BEGIN Excerpted data

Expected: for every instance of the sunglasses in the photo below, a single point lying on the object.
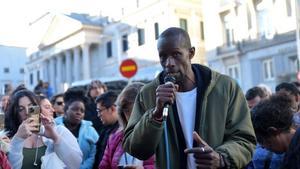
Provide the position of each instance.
(59, 103)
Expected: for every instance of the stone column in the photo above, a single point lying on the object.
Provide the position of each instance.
(52, 73)
(45, 68)
(86, 61)
(76, 64)
(68, 67)
(59, 72)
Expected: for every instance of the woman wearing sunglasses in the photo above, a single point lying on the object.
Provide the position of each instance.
(83, 130)
(29, 144)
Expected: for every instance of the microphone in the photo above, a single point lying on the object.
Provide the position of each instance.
(167, 80)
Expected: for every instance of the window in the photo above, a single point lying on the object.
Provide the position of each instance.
(249, 20)
(38, 75)
(234, 71)
(6, 70)
(265, 21)
(228, 29)
(125, 43)
(202, 30)
(293, 64)
(22, 71)
(183, 24)
(288, 7)
(268, 69)
(156, 30)
(31, 78)
(109, 49)
(141, 36)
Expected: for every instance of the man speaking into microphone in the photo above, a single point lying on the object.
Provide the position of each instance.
(208, 120)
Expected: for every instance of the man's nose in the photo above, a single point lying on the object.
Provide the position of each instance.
(170, 62)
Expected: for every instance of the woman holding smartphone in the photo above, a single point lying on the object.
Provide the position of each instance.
(83, 130)
(114, 156)
(29, 144)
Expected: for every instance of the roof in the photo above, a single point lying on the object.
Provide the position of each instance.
(89, 20)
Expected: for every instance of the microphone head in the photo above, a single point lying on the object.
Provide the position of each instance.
(169, 78)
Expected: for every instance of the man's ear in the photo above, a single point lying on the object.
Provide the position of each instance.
(272, 130)
(191, 52)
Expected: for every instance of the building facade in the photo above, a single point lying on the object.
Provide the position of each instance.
(252, 41)
(12, 67)
(77, 48)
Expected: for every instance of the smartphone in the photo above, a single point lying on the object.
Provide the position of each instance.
(34, 113)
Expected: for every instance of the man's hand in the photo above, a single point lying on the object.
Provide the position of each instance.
(165, 93)
(49, 131)
(24, 130)
(205, 156)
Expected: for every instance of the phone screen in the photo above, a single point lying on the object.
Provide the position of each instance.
(34, 113)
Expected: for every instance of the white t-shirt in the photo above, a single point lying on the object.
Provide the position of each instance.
(186, 107)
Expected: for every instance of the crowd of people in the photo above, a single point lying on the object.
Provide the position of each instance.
(198, 119)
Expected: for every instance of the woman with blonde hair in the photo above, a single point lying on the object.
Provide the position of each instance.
(114, 155)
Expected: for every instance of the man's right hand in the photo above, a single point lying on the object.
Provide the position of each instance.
(165, 94)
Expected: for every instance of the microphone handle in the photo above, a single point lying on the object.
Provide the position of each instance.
(166, 111)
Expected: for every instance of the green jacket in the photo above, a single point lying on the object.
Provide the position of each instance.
(222, 120)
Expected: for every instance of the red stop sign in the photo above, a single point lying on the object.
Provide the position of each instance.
(128, 68)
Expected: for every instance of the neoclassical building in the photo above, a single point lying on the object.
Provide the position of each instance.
(76, 48)
(253, 41)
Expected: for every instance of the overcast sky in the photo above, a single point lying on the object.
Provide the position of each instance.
(15, 15)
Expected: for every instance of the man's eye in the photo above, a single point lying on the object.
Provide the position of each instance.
(176, 54)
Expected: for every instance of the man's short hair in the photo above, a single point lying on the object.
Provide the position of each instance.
(179, 33)
(107, 99)
(288, 87)
(254, 92)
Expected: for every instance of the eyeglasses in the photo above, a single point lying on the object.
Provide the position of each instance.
(100, 110)
(59, 103)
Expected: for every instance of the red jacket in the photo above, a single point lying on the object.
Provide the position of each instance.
(114, 151)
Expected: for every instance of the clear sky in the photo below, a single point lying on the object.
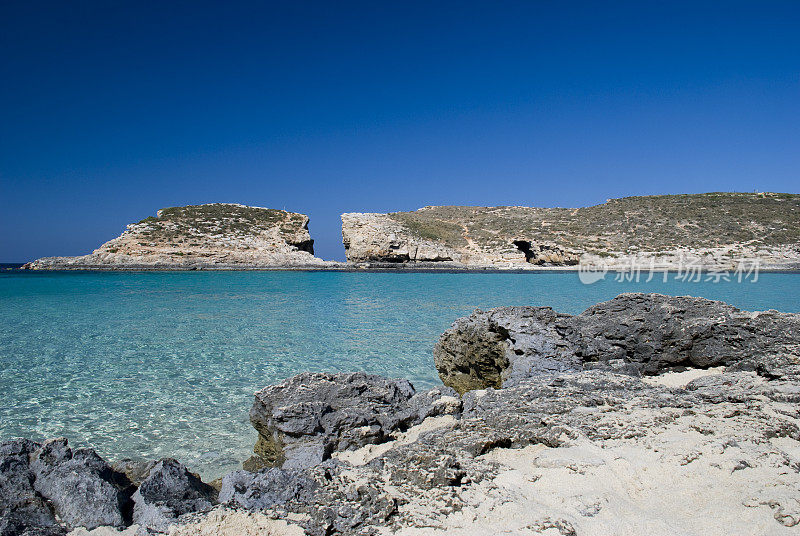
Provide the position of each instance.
(112, 110)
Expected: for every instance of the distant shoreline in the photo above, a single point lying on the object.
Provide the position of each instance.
(400, 268)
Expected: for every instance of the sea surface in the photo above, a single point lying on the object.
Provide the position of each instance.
(154, 364)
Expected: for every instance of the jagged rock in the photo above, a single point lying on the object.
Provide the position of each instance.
(302, 420)
(216, 235)
(84, 490)
(488, 348)
(168, 492)
(633, 333)
(22, 508)
(269, 487)
(134, 470)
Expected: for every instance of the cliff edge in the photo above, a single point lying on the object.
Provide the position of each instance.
(713, 230)
(216, 235)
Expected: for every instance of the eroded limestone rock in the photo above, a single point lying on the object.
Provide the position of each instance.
(633, 333)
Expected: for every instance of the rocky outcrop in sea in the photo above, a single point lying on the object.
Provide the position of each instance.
(212, 236)
(646, 414)
(715, 231)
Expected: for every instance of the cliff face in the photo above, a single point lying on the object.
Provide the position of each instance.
(715, 229)
(198, 236)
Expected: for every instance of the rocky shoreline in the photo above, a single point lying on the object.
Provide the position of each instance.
(646, 414)
(705, 232)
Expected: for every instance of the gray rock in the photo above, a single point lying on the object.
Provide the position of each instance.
(632, 334)
(82, 487)
(302, 420)
(168, 492)
(134, 470)
(269, 487)
(22, 508)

END Excerpted data

**To do**. Can you write out all of the records above again, substituting "exactly one point placed on the object" for each "a single point lying on the object" and keeping everything else the same? Omit the pictures from your copy.

**Final result**.
Expected: for every instance of the sunglasses in the photo below, exactly one point placed on the object.
Provide the position of each instance.
(59, 103)
Expected: for every instance of the stone column in the photo above, exactly one point placed on the object.
Provide the position of each instance.
(52, 73)
(45, 68)
(86, 61)
(76, 64)
(68, 67)
(59, 72)
Expected: for every instance of the woman wearing sunglasses in the photo above, exactly one point placed on the object.
Provide the position of each instance.
(83, 130)
(29, 144)
Expected: for every instance of the microphone in the photo above, exactly one point placed on the object.
Provide the position of each instance.
(167, 80)
Expected: for every instance of the window in the photo above, exactly one point placed on the object.
Provide the position of each instance.
(249, 20)
(38, 75)
(234, 71)
(6, 70)
(265, 21)
(228, 29)
(125, 43)
(202, 30)
(293, 64)
(22, 71)
(183, 24)
(288, 7)
(268, 69)
(156, 30)
(31, 78)
(109, 49)
(141, 36)
Expected: for every instance of the man speaking into microphone in the photo above, exactly one point placed on the object.
Provide the position of each instance.
(208, 120)
Expected: for every instance of the man's nose in the photo above, exactly one point placed on the object.
Provide the position of each instance.
(170, 62)
Expected: for every instance of the woman holding smartphone in the photo above, exactly one point placed on the object.
Provide the position of each instance.
(83, 130)
(114, 156)
(29, 144)
Expected: for every instance of the roof in the photo above, exactly one point placed on the object.
Provide the position of each instance.
(89, 20)
Expected: for every instance of the microphone head in the photo above, exactly one point placed on the object.
Provide the position of each instance.
(169, 78)
Expected: for every instance of the man's ear in the photo above, exactly one point placed on the object.
Provide the position of each instance.
(272, 130)
(191, 52)
Expected: for every instance of the building facade in the photo above, exactly one point placed on the object.
Provide the position of each instance.
(252, 41)
(12, 67)
(77, 48)
Expected: for every instance of the smartphone in the photo above, exactly one point placed on the object.
Provide the position of each instance.
(34, 113)
Expected: for every instance of the man's hand in the photo above, exactly one point placed on the object.
Provide the position of each instance.
(165, 93)
(49, 131)
(24, 130)
(205, 156)
Expected: for every instance of the phone screen in the photo above, exactly one point placed on the object.
Provide the position of each instance.
(34, 113)
Expected: for every instance of the white t-shirt in the photo above, exactly one point placed on the object.
Provide the position of each instance.
(186, 107)
Expected: for every instance of the crowd of people in the photo above, exactly one point placed on the object.
Provide the position of each instance.
(198, 119)
Expected: for every instance of the woman with blonde hair in the photo above, exactly one point placed on the object.
Provide the position of each instance.
(114, 155)
Expected: for every instance of the man's right hand in the photo above, exactly one point placed on the object.
Provide the position of each instance.
(165, 94)
Expected: for every instance of the microphone handle in the photo above, exactly one point placed on the object.
Provide the position of each instance.
(166, 111)
Expected: for every instance of the green jacket in the photo above, exactly one point placed on the object.
Provide the position of each instance.
(222, 120)
Expected: for every instance of the red stop sign in the photo above, exactly one point placed on the object.
Provide the position of each instance.
(128, 68)
Expected: for every instance of the neoclassical building in the photo above, exactly one point placed on the object.
Provide the position of each instance.
(76, 48)
(253, 41)
Expected: for every instance of the overcast sky in the photo above, exactly one point placed on the object.
Provide the position of each instance.
(15, 15)
Expected: for every instance of the man's eye in the photo above, exactly one point placed on the object.
Provide the position of each instance.
(176, 54)
Expected: for every instance of the man's short hair in the photo above, exactly one point placed on the object.
Provide the position of each instance.
(179, 33)
(107, 99)
(288, 87)
(254, 92)
Expected: for every instance of the eyeglasses in the photo above, exactly one point placed on the object.
Provide the position of each instance.
(100, 110)
(59, 103)
Expected: for every instance of the red jacket in the photo above, exactly one point placed on the object.
Provide the position of each instance.
(114, 151)
Expected: for every instance of the clear sky in the photo below, exactly one point placed on the object.
Provide the position of each instance.
(112, 110)
Expected: for every instance of the distant shoreline in the photo above, exactly one point placed on the object.
Provide the position of each instance.
(400, 268)
Expected: for every instance of the sea surface in the photo above, exactly one point placed on the object.
Provide the position of each instance.
(154, 364)
Expected: for every instance of the jagged rock in the photo above, exactly one point placed on the object.
Provide the position of each instance.
(302, 420)
(216, 235)
(84, 490)
(488, 348)
(168, 492)
(633, 333)
(22, 508)
(269, 487)
(134, 470)
Expected: for every instance of the cliff edge in the photo above, exactly one point placed on the object.
Provide the position of each instance.
(713, 230)
(216, 235)
Expected: for every instance of the eroded limestone rock in the photo above, exactly one point placed on the object.
Provide the position of each instance.
(633, 333)
Expected: for every instance of the rocky outcrop in sea in the photo above, exactly one point placed on the object.
Provide the position of each instance.
(212, 236)
(646, 414)
(715, 231)
Expected: for every instance of the cliff face in the photo above, exactly one point placed on the object.
Provide the position of each instance.
(715, 229)
(198, 236)
Expected: for every instance of the rocky shoreline in the photo above, exactly one point placed on the object.
Provide the position of each instance.
(646, 414)
(705, 232)
Expected: for every instance of the gray rock in the photo above, exactly one point placed on the object.
Provide the position of each instance.
(632, 334)
(82, 487)
(302, 420)
(168, 492)
(134, 470)
(269, 487)
(22, 508)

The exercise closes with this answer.